I was perhaps eight was when I first found a copy of Charmed Life in Birmingham Central Library. I can see it very clearly. It was the Puffin Paperback edition and it was sitting to the left on the middle shelf of five, in the last but one case on the far side of the library. Jones began with J, and I was browsing alphabetically. Between the Hs and the Js I was occupied for much of the year.

But at the time, Diana Wynne Jones wasn’t that easy to get hold of. Children’s authors came in and out of print and as Anne Cassidy observed recently, children are transient readers, and authors have to continually be remarketed as their original readers move on. Except that as the years went by, it started to become obvious that Diana’s readers weren’t moving on, rather they were accreting, forming a stealth fandom which could be felt (in those pre-Amazon days) in requests to send books to the U.S.

Yet through the 1980s and 1990s, Jones remained ever so slightly below the radar. Although Jones won the Guardian Award for Charmed Life in 1977, and was twice runner up for the Carnegie medal, her individual books missed out on awards. With the 20/20 vision of hindsight, this is remarkable: by the 1990 Jones had already written the Chrestomanci books (perhaps her most popular), Fire and Hemlock (simultaneously her most philosophical and most complex) and Archer’s Goon (her most rambunctious) and in 1993, Hexwood.

Most people acknowledge that the change came with the success of JK Rowling: suddenly publishers and shops wanted children’s fantasy again, and here was a respected author with a backlist. But there is more to it than that. Rowling’s success made it possible to reprint Diana’s work, but the desire and interest was already there. Stella Paskins at HarperCollins leapt at the opportunity, and produced a series of paperbacks with beautiful new artwork which captured the surrealism of Diana’s work. Sharyn November, at the Firebird imprint, also seized the day. And meanwhile Diana’s readers, children in 1973 when Wilkins’ Tooth came out, were grown up.  It would be conventional to say here, “and had children of their own” but while that’s true too, what is fascinatingly true, is that many of them had books of their own. Diana had not just grown fans, she had grown writers. Science fiction and fantasy authors, writers for both adults and children, began to cite her influence, writers as diverse as Neil Gaiman, Kate Elliott, Marie Brennan,  Chaz Brenchley, John Scalzi, Shweta Narayan, Rhiannon Lassiter, Charlie Butler, Sarah Monette,  Sharianne Lewitt, Caroline Stevermer, Sonya Taafe, Nisi Shawl, Gillian Polack and Greer Gilman. Some had read her as children, some met her work later in life.
-=-=-
**EXERCISES TO COMPLETE:**
[1] List every individual book title by Jones that the passage about Diana Wynne Jones names, leaving out series names.
[2] According to the passage about Diana Wynne Jones, why did JK Rowling's success lead to a change for Jones's books?
[3] Continue the passage about Diana Wynne Jones from its final sentence.
The records that come after this passage have no connection to it.

Dataset rows:
-=-=-
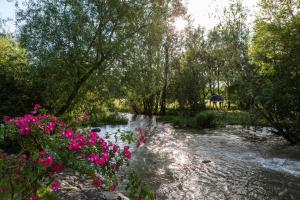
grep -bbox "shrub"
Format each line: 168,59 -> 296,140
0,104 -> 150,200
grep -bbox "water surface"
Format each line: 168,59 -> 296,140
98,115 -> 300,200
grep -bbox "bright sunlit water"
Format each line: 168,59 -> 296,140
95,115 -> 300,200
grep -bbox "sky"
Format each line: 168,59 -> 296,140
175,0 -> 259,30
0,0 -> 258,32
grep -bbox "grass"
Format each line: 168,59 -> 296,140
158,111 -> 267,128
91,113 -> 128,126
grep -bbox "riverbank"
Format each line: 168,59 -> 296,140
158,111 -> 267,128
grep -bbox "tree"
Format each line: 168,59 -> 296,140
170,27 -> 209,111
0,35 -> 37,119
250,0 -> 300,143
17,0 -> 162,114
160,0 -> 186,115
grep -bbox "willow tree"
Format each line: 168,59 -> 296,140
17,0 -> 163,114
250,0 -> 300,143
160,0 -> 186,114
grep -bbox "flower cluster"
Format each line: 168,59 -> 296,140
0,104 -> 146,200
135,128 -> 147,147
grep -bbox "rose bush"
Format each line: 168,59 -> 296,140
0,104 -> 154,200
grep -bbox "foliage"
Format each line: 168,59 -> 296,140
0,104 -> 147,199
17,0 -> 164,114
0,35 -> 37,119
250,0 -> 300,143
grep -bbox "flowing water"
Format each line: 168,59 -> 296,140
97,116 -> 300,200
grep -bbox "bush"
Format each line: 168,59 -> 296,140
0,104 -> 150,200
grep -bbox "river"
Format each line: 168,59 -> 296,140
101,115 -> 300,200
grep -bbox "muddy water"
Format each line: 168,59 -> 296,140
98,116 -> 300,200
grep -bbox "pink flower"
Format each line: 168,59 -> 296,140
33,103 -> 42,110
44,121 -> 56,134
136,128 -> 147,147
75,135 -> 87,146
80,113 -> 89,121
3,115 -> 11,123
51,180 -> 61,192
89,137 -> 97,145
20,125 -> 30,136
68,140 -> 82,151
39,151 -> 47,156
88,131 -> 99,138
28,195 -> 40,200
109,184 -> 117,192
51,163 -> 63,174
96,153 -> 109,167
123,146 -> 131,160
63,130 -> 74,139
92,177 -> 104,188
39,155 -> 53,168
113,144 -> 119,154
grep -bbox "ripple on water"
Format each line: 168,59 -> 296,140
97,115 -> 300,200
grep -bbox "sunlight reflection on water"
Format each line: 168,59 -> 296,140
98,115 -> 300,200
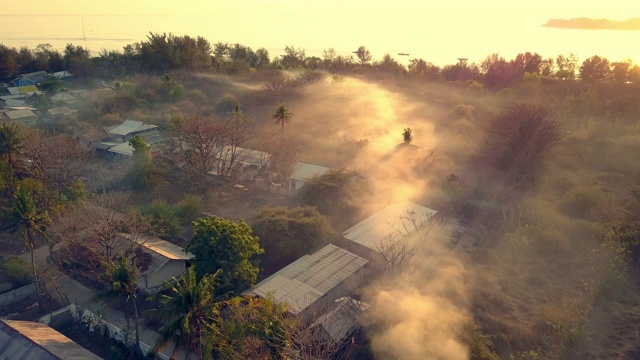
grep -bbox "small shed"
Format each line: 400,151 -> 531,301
-=-=-
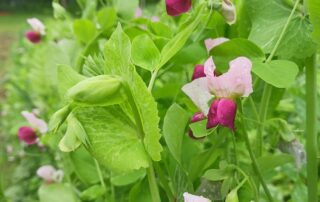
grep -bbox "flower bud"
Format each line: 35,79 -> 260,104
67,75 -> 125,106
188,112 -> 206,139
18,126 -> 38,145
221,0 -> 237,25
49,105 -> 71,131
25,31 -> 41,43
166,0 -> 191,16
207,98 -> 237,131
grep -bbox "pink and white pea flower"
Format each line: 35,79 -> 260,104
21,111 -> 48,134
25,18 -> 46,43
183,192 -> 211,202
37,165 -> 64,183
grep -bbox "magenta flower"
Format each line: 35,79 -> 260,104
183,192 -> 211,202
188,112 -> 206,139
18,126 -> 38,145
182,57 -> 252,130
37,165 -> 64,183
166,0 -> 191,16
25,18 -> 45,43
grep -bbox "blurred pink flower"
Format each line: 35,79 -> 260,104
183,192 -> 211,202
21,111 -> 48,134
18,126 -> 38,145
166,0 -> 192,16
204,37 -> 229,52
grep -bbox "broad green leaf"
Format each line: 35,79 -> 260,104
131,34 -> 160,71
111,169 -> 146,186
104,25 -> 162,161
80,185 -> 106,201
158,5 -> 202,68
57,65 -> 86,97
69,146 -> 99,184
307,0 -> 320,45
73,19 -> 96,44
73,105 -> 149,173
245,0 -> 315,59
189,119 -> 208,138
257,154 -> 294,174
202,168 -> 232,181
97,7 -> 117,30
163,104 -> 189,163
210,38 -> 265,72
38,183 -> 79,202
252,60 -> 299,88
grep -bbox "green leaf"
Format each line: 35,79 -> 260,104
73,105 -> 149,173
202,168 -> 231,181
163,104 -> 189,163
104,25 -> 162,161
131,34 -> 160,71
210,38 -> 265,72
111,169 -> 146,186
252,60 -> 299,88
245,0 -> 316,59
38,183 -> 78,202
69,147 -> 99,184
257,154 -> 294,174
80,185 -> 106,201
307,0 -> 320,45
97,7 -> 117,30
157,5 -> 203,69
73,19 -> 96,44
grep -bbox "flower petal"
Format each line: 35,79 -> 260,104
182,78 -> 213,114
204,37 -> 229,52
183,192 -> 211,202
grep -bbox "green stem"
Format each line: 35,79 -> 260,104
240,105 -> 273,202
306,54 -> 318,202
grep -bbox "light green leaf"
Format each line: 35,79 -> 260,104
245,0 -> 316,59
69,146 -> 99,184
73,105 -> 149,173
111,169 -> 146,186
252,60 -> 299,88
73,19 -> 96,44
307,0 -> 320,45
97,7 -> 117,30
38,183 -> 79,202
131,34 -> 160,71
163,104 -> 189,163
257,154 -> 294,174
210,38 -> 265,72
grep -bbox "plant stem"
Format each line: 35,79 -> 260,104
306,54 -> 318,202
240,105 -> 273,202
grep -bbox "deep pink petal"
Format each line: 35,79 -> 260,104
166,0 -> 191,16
-=-=-
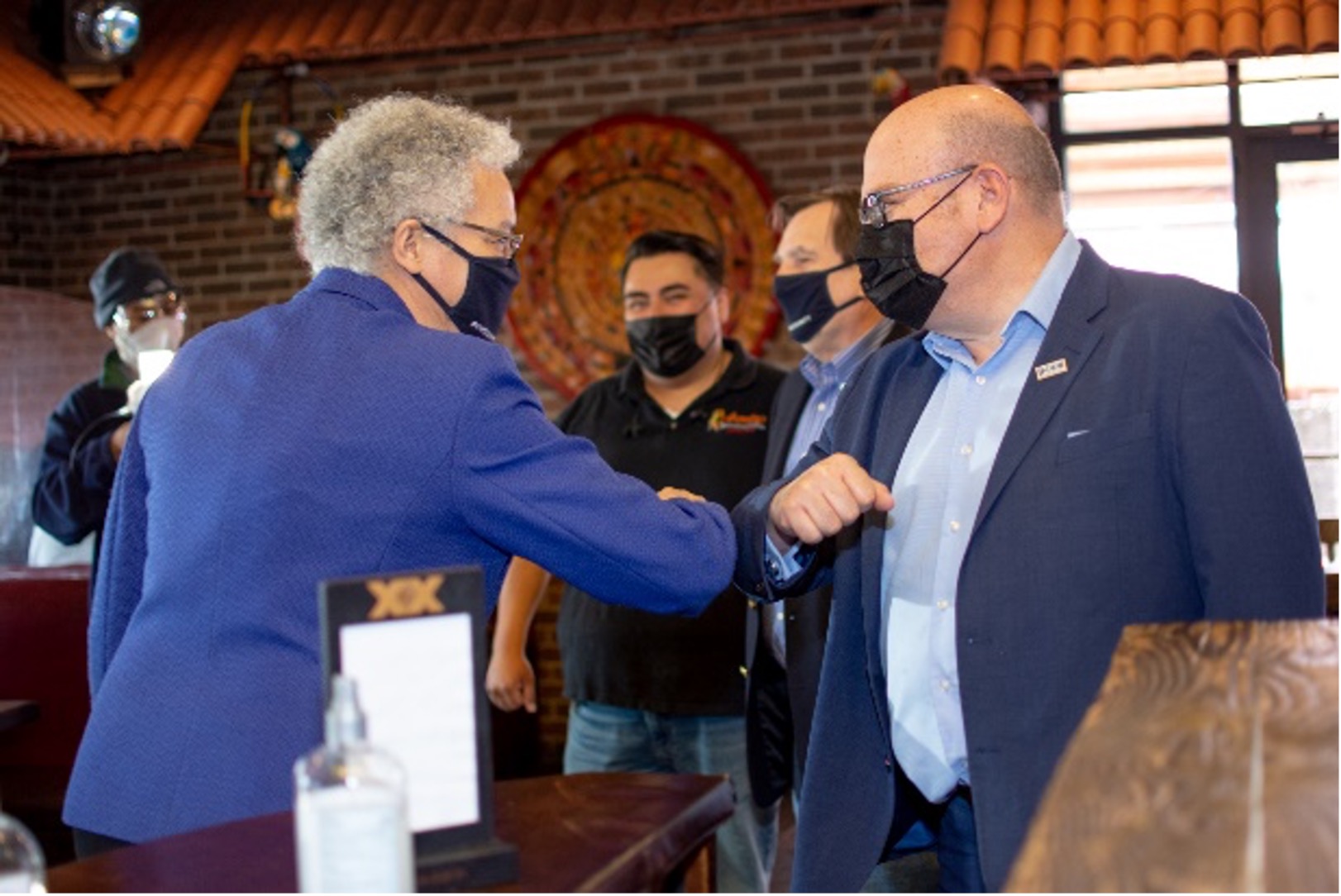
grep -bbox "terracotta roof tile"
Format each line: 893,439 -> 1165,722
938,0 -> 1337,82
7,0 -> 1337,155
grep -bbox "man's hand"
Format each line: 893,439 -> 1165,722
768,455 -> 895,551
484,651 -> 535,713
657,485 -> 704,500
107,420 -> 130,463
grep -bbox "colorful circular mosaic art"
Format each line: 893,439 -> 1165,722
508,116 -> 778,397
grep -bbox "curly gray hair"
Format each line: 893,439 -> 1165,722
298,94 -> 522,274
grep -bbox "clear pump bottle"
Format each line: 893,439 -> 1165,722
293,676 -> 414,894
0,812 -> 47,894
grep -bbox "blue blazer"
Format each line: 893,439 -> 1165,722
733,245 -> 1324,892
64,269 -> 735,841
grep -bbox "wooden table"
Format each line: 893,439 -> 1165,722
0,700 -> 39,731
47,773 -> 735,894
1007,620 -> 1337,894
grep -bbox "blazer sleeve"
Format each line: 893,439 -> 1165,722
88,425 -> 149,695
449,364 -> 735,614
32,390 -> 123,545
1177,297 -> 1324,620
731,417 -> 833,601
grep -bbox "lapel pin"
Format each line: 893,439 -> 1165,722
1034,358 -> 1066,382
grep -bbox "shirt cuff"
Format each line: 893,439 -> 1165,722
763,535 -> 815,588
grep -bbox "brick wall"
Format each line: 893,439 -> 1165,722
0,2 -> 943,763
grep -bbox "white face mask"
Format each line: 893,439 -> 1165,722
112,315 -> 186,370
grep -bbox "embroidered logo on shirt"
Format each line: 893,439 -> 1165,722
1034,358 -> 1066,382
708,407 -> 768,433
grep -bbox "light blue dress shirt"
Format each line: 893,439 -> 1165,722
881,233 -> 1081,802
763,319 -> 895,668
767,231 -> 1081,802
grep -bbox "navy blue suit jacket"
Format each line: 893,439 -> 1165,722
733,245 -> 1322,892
-=-=-
**RESPONSES TO THE TASKS:**
[1] Charmed Life, Fire and Hemlock, Archer's Goon, Hexwood, Wilkins' Tooth

[2] After Rowling's success, publishers and shops suddenly wanted children's fantasy again, and Jones was a respected author with a backlist. That demand made it possible to reprint her work.

[3]
By the late 1990s it was also clear that she was arousing academic interest. Brian Attebery writes about her work in Strategies of Fantasy; Suzanne Rahn wrote an excellent article for Garland in 1995. Then in 2002, Rosenberg, Hixon, Scapple and White produced the collection Diana Wynne Jones: An Exciting and Exacting Wisdom, which laid down a series of approaches to Jones which could be argued and challenged. Charlie Butler’s Four British Fantasists and my own monograph followed shortly after.  Most recently the Journal of the Fantastic in the Arts published the results of the first conference on Diana’s work held in Bristol in 2009. Sadly, Diana was already too unwell to attend, but she sent a video message to a conference which attracted attendees from all over the world.

Diana, like any sensible fiction writer, regarded this rush of academic activity with a complex mixture of interest, embarrassment and perhaps a little ridicule. Actually, make that a lot of ridicule. Diana, as many of the memorials will tell you, was kind, warm, and generous—the web is now teeming with anecdotes from fans who met her at conventions in the 1980s before her travel jinx cut in*—but she was also very witty and sardonic and more than one of us flinched at her comments on our interest. To an extent the academic interest reflected the growing wealth of children’s literature criticism, and fantasy criticism, but again the age profile of the academics interested in her work was noticeable. These too were readers Diana Wynne Jones had grown.

*It seems very appropriate that I am writing this on a London train badly delayed by signal failures at Darlington.

Diana Wynne Jones wrote over forty novels. Each and every reader has their own favourite which they defend passionately. Many readers will tell you they have different favourites for different moods, or novels which were favourites at different stages of their lives. Many of these novels are intensely complex works which work with many different types of fantasy, urban, absurdist, fairy tale, often gleefully mixed in together so that, as in Hexwood, the reader has to continually adjust their expectations about what kind of book they are reading. Jones didn’t just “not talk down to children” in that old but valued cliché, she talked up to them, expecting that if they didn’t understand something they would go and find out, or if they didn’t understand it now, they would greet its source with the joy of recognition later. Her books are intensely layered with myth mixing with physics, musicology with metaphysics.

Diana’s books are empowering but not consolatory: in many, lonely, neglected children such as David, in Eight Days of Luke, Kathleen in Dogsbody, or the sisters in Time of the Ghost, learn to fight back against the adults who control their lives with careless cruelty, but too often learn that they can’t fight back without help, or must wait until they grow older and until then must simply survive. Sometimes, as in The Spellcoats, it is not clear that the children do survive.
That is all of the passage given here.